___ Page excerpt ___
Learned Counsel also submitted that the appellant was implicated by the co-accused who alleged that the appellant was implicated by the co-accused who alleged that the appellant had ran away with money, a fact which was not established. Learned Counsel further submitted that the money was obtained by the co-accused and that there was no evidence of obtaining against the appellant. Therefore, the learned trial Magistrate misdirected herself by acquitting the co-accused and convicting the appellant.
On sentence, the learned Counsel submitted that it was excessive.
In his response to the foregoing submissions, the learned Senior Deputy Prosecution Counsel,MR. OLUOCH, conceded the appeal on behalf of the respondent by submitting that there was no evidence that the appellant took off with the money and that the only person who said so was the co-accused whose evidence was that of an accomplice but was not corroborated.
Having heard the appellant’s submissions and those of the respondent, the duty of this Court is to reconsider the evidence adduced before the trial Court and draw its own conclusions bearing in mind that the trial Court had the advantage of seeing and hearing all the witnesses.
___ Entries supplied ___
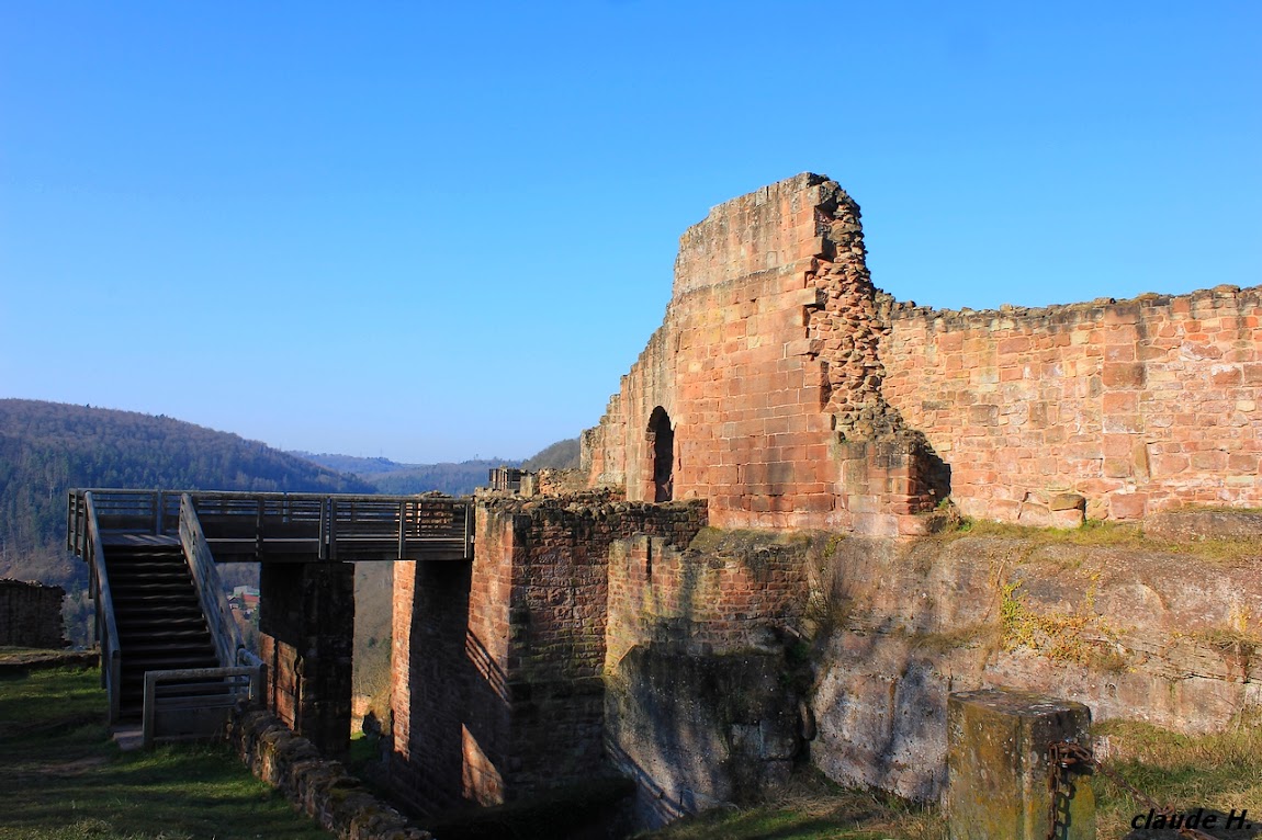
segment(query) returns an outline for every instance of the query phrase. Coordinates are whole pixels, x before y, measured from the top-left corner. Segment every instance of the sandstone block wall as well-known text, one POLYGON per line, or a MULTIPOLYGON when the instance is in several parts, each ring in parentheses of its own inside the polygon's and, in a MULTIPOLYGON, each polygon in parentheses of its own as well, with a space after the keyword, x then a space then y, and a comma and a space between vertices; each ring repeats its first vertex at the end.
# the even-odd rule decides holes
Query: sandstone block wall
POLYGON ((1092 518, 1262 505, 1262 289, 888 312, 885 395, 964 513, 1044 525, 1064 491, 1092 518))
POLYGON ((593 487, 655 498, 651 417, 675 498, 722 527, 923 532, 968 515, 1066 523, 1262 502, 1262 290, 934 312, 878 291, 858 206, 803 174, 711 211, 598 426, 593 487), (1082 516, 1078 516, 1080 521, 1082 516))
POLYGON ((0 580, 0 646, 66 647, 66 590, 24 580, 0 580))
POLYGON ((610 545, 704 523, 699 503, 485 498, 472 564, 400 564, 394 790, 437 814, 598 772, 610 545))
MULTIPOLYGON (((880 396, 873 300, 858 207, 834 182, 803 174, 716 207, 680 240, 665 322, 583 436, 592 483, 654 498, 661 407, 674 496, 709 499, 713 523, 854 526, 872 505, 848 505, 838 444, 904 431, 880 396)), ((933 505, 928 487, 873 481, 857 494, 933 505)))

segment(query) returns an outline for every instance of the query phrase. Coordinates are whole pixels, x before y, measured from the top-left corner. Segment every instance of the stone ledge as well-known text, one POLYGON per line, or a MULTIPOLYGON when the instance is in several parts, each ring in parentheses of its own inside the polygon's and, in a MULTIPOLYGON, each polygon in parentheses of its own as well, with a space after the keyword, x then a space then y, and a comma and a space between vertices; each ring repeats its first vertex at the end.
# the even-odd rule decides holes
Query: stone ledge
POLYGON ((255 776, 341 840, 433 840, 270 711, 233 715, 227 738, 255 776))
POLYGON ((1254 511, 1165 511, 1143 522, 1147 536, 1175 542, 1262 540, 1262 513, 1254 511))

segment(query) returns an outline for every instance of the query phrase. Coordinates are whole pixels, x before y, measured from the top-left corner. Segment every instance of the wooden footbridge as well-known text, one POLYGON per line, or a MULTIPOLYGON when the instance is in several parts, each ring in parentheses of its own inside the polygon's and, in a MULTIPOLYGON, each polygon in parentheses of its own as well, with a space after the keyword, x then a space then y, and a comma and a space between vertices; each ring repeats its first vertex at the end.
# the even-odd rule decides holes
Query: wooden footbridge
POLYGON ((206 718, 257 694, 260 675, 239 667, 217 564, 469 560, 473 505, 445 496, 74 489, 66 531, 67 547, 90 569, 110 720, 143 715, 148 739, 162 730, 163 710, 179 734, 198 728, 193 711, 206 718))

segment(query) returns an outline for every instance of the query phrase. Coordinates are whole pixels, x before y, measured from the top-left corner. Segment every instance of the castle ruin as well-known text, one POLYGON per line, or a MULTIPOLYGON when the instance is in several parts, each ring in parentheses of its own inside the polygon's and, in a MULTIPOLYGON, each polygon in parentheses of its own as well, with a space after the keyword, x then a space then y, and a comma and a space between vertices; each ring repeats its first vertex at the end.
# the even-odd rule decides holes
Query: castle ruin
POLYGON ((933 310, 872 284, 828 178, 716 207, 582 489, 485 494, 472 563, 398 564, 395 792, 442 812, 613 766, 660 824, 809 761, 934 798, 948 692, 992 685, 1224 725, 1257 666, 1196 633, 1262 615, 1253 569, 917 537, 1262 505, 1259 348, 1259 288, 933 310), (1039 621, 988 645, 1001 600, 1039 621))

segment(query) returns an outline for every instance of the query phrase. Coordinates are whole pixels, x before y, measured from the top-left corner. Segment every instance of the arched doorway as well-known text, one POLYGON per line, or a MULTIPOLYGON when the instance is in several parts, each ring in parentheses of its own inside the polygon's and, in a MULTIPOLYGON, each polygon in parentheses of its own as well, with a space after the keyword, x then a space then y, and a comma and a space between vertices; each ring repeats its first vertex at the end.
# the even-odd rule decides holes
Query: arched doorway
POLYGON ((675 433, 670 415, 660 405, 649 416, 649 449, 652 452, 652 501, 674 498, 675 433))

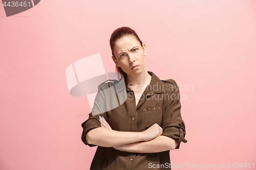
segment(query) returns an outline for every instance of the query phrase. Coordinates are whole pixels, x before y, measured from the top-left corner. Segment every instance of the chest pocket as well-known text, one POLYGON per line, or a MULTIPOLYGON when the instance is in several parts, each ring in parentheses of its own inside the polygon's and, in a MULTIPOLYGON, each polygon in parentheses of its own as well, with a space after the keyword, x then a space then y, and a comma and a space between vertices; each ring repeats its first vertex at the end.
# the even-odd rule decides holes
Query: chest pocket
POLYGON ((163 115, 162 107, 147 107, 142 109, 141 130, 146 130, 155 124, 161 126, 163 115))

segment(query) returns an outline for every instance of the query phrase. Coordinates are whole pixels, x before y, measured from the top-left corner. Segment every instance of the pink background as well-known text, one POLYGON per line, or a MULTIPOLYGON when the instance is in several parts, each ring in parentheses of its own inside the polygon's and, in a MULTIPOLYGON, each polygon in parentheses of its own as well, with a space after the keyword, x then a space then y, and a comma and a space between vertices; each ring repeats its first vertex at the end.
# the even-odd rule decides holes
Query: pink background
POLYGON ((42 0, 8 17, 0 6, 0 169, 89 169, 90 109, 69 94, 65 70, 100 53, 115 72, 109 39, 122 26, 145 43, 147 70, 186 96, 188 142, 172 163, 255 167, 255 1, 42 0))

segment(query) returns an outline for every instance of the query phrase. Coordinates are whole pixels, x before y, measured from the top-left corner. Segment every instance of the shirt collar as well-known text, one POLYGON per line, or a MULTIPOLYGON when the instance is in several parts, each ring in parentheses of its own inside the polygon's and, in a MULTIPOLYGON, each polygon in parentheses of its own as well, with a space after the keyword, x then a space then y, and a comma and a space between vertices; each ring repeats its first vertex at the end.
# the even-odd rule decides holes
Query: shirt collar
MULTIPOLYGON (((155 93, 164 92, 165 90, 164 89, 163 83, 162 81, 152 71, 148 71, 147 72, 152 76, 152 78, 150 84, 146 87, 146 89, 145 89, 146 94, 146 95, 153 95, 155 93)), ((121 78, 119 81, 118 81, 118 82, 122 80, 122 79, 124 79, 124 80, 125 80, 125 78, 126 76, 127 76, 126 75, 124 76, 122 76, 121 78)), ((124 82, 126 82, 126 81, 124 81, 124 82)), ((127 91, 132 90, 129 87, 128 87, 127 83, 125 83, 125 88, 127 91)), ((116 91, 117 92, 118 92, 121 90, 122 90, 121 88, 118 88, 116 89, 116 91)))

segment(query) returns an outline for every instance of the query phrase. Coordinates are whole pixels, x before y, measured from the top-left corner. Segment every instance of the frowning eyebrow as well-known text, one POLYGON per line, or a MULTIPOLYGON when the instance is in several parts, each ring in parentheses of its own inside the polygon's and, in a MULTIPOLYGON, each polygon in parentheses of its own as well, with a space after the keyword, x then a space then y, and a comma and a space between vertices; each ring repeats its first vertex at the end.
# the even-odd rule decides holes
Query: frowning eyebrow
MULTIPOLYGON (((133 50, 133 48, 134 48, 135 47, 137 47, 137 46, 138 46, 138 45, 137 46, 135 46, 135 47, 134 47, 133 48, 132 48, 132 50, 131 50, 130 51, 131 51, 132 50, 133 50)), ((119 54, 118 54, 118 55, 119 55, 119 54, 122 54, 122 53, 125 53, 125 52, 120 53, 119 54)))

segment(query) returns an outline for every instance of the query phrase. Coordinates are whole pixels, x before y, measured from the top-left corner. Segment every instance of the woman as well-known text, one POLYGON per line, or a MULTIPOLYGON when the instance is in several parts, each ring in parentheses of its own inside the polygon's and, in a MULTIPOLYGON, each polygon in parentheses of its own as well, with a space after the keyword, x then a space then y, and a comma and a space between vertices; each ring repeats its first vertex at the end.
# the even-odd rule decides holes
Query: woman
POLYGON ((146 70, 146 46, 133 30, 117 29, 110 43, 127 99, 110 111, 91 112, 82 124, 83 142, 98 145, 91 169, 170 169, 169 151, 187 142, 179 88, 174 80, 146 70))

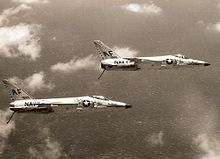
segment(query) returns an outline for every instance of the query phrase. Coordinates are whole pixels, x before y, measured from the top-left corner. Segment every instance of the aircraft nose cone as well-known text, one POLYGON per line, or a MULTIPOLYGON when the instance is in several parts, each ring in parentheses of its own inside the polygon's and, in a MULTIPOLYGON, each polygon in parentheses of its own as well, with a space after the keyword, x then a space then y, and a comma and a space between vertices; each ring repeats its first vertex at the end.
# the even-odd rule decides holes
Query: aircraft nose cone
POLYGON ((131 108, 132 106, 131 105, 125 105, 125 109, 128 109, 128 108, 131 108))
POLYGON ((210 63, 204 63, 204 66, 209 66, 209 65, 211 65, 210 63))
POLYGON ((100 40, 94 40, 93 43, 94 43, 94 44, 99 44, 99 43, 100 43, 100 40))

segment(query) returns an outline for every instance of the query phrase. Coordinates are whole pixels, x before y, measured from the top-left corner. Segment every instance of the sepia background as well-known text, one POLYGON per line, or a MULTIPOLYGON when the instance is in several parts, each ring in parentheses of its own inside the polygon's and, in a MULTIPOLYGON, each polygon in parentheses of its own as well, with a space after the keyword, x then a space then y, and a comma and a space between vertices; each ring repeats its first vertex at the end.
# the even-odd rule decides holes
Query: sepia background
POLYGON ((0 0, 0 77, 35 98, 104 95, 127 110, 16 114, 0 86, 0 158, 220 158, 219 0, 0 0), (106 72, 122 57, 181 53, 193 69, 106 72))

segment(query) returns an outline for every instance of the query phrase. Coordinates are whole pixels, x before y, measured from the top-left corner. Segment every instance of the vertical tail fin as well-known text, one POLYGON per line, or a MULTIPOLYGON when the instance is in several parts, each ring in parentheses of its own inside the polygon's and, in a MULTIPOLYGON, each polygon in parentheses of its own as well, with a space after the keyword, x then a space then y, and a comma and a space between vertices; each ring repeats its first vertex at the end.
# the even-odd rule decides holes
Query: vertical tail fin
___
*Goals*
A – Answer these questions from the appeal excerpt:
(i) Who conceded the appeal on behalf of the respondent?
(ii) What did the learned Counsel submit regarding the sentence?
(iii) What advantage did the trial Court have that this Court is to bear in mind?
B – Quote the part of the appeal excerpt that opens with the words containing "Learned Counsel also" and closes with "it was excessive.".
Rely solely on the appeal excerpt, not on the items.

*Expected answers*
A –
(i) The learned Senior Deputy Prosecution Counsel, MR. OLUOCH.
(ii) That it was excessive.
(iii) It had the advantage of seeing and hearing all the witnesses.

B –
Learned Counsel also submitted that the appellant was implicated by the co-accused who alleged that the appellant was implicated by the co-accused who alleged that the appellant had ran away with money, a fact which was not established. Learned Counsel further submitted that the money was obtained by the co-accused and that there was no evidence of obtaining against the appellant. Therefore, the learned trial Magistrate misdirected herself by acquitting the co-accused and convicting the appellant.
On sentence, the learned Counsel submitted that it was excessive.